Could the data underneath be repeated exactly, in full?

[Point-per-instance localization data]
┄┄┄┄┄┄┄┄┄┄
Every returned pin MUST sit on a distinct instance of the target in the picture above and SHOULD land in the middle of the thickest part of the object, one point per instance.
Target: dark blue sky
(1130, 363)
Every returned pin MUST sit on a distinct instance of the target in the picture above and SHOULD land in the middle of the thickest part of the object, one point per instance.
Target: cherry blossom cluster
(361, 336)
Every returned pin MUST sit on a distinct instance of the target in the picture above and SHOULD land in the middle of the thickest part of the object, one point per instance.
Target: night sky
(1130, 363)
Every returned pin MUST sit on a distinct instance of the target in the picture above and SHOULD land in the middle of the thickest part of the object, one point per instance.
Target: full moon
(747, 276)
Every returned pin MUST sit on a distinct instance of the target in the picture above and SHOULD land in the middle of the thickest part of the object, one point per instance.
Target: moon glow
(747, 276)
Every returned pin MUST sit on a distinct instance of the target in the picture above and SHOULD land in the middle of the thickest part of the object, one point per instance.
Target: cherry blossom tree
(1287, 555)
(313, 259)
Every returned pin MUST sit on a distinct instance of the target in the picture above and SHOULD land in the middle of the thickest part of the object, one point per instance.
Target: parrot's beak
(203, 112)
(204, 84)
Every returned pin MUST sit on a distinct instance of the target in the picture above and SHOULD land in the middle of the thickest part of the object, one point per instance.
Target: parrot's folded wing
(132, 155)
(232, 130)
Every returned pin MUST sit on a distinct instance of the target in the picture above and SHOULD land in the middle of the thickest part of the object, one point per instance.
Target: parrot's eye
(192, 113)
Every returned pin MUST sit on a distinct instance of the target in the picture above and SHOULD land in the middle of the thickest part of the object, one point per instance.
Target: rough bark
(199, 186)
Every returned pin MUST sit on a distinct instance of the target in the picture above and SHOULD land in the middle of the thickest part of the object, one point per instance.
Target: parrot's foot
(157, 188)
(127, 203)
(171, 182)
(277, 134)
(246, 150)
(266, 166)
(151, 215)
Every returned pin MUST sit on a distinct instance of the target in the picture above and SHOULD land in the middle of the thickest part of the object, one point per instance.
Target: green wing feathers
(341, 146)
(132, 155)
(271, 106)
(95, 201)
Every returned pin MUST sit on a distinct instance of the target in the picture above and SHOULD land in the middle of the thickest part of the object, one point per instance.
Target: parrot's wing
┄┄┄┄┄┄┄┄┄┄
- _Solution to the exercise_
Every returned pin MUST sit on a distinct instance of the target in the picture above and SHOULD land in the middle of the thickest part of the object, one point per instance.
Target: dark blue sky
(1130, 363)
Every returned pin MUST sit on a distinct instance of the target in the picture above and SHOULD land in the middle of the thickest part of the object, one point per instance.
Target: cherry blossom cluster
(361, 336)
Every returned pin MUST sit on a distinct instance of the target in the picture above and SHOULD land in the middle of the thickest part of the object, one point per instance.
Target: night sky
(1130, 363)
Every returned pin MUST sit on a distinct instance of the target in the picture above and SHOULD land in the middle of the thickest part of the object, one point per instance.
Target: full moon
(747, 276)
Every returned pin MUST sit on a distinct instance of the target in the picture above and SHOULD land in the middle of the thickest part of the object, one point per instance.
Target: moon glow
(747, 276)
Every returned pin MUST sit on a distinct instance of the target in the picture above and SHOULD land in the middle of the thickest part of the object, one point per instance.
Target: cherry blossom tree
(1287, 555)
(313, 259)
Every returned pin MUST sit on a distinct instance of the target in the picture above and SHOULD land in the middle of the thickest part of the object, one point per instance.
Target: parrot's beak
(203, 112)
(204, 84)
Every returned pin MUST sit on a distinct instance of the target in the picture above and SHOULD land in the middle of the thickest part of the object, one point per instance.
Target: parrot's folded wing
(132, 155)
(232, 130)
Every returned pin MUST sit on a distinct instance of the target in the picture above and SHOULD land in the middle of the thickest part of the object, one point per instance.
Target: parrot's eye
(192, 113)
Every returned pin MUST sit on a distinct instance of the target in the picture above and SHOULD land in the middle of the thickest part of the object, one point per instance.
Target: rough bark
(199, 186)
Every returned pin MUST sit on a distinct instance of the target in the picture above and SHOULD land in the middle of the thickest part of the object, one point per instance.
Target: parrot's foot
(157, 188)
(127, 203)
(171, 182)
(277, 134)
(246, 150)
(266, 166)
(151, 215)
Every returned pin MUST sit on a distinct instance of the target in the picture above and SHOULD land in the middle of the thickest part of the object, one point per instance.
Target: green wing feathers
(341, 146)
(132, 155)
(271, 106)
(95, 201)
Every returned pin MUST sit on a distinct instance of the target in the picture above and SHOULD land in the middle of the thickest part of the object, one point per instance.
Target: parrot's wing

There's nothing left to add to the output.